START EXCERPTED TEXT

DENVER — Several converging factors could make the next few years especially complicated for state Medicaid systems, with the potential for new cost-setting strategies to affect providers from coast-to-coast.

Martin Allen, senior vice president of reimbursement policy for the American Health Care Association, cautioned providers Tuesday to advocate for themselves as states tackle routine rate rebasing, convert from therapy-based payment systems to case-mix versions more in line with Medicare, and also look to adjust to new federal regulatory requirements.

“We have to be very careful about the dollars associated with the next rate cycle and case-mix indexes associated with that as well,” Allen told providers at an educational session at the AHCA/NCAL annual meeting Tuesday.

“The general theme is acuity levels are still high and people coming into our buildings are still sicker, even though we’re not dealing with [significant] COVID diganoses anymore,” he added. “From a Medicaid perspective, we want to make sure those themes get built into  any rebasing process.”

Nearly half of states rebase per-diem rates annually, and the recent MDS transition will throw an extra wrench into the process for many states in 2023 and 2024. Gone with the old MDS system is Section G, which many states used to calculate clinical reimbursement on the Medicaid side. As of 2019, 34 states were still using a RUGS-based system to capture acuity, according to MACPAC data cited by Allen.

END EXCERPTED TEXT

USING THE INFORMATION ->
- A) In the Medicaid article, how many states were still using a RUGS-based system to capture acuity as of 2019?
- B) Quote the stretch of the Medicaid article from "Nearly half of" through "cited by Allen.".
None of the material after the Medicaid article is needed.

START DATA SHOWN

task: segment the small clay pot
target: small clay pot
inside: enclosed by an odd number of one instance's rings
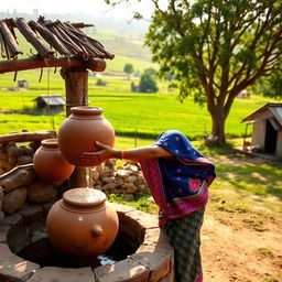
[[[115,130],[97,107],[73,107],[72,115],[58,130],[58,147],[64,158],[77,166],[93,166],[90,160],[82,160],[83,152],[100,150],[96,141],[115,145]]]
[[[46,229],[51,243],[73,257],[94,258],[115,241],[118,214],[94,188],[73,188],[63,194],[48,212]]]
[[[33,155],[33,165],[36,174],[46,182],[67,180],[75,166],[62,155],[57,139],[45,139]]]

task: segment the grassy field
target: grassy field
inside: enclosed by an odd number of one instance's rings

END DATA SHOWN

ANSWERS BY ITEM ->
- A) 34 states

- B)
Nearly half of states rebase per-diem rates annually, and the recent MDS transition will throw an extra wrench into the process for many states in 2023 and 2024. Gone with the old MDS system is Section G, which many states used to calculate clinical reimbursement on the Medicaid side. As of 2019, 34 states were still using a RUGS-based system to capture acuity, according to MACPAC data cited by Allen.